### INFORMATION PROVIDED

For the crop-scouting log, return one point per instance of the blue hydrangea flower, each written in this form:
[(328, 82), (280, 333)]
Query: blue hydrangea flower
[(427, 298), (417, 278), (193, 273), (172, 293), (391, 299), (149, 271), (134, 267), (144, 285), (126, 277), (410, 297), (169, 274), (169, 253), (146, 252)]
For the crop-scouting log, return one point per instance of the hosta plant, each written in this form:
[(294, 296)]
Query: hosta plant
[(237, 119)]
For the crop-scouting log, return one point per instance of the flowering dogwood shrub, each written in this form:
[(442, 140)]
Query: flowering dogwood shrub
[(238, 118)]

...

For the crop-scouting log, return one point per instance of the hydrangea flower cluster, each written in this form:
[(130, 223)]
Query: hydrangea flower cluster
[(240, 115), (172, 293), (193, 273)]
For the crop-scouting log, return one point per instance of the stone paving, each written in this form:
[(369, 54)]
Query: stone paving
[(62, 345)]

### TASK
Wherever the word "point" appears in the data, return the whole line.

### YOUR SOLUTION
For the crop-scouting log, return one point per instance of the blue hydrangea flower, each written in this form:
For the crop-scouting log, return one point per instance of the hosta plant, each written in this form:
For the crop-scouting log, return one point per instance of the flowering dogwood shrub, each written in this form:
For the crop-scouting log, return one point per instance of the hydrangea flower cluster, each written in this form:
For the crop-scouting log, return one point per instance of the stone paving, each written in this form:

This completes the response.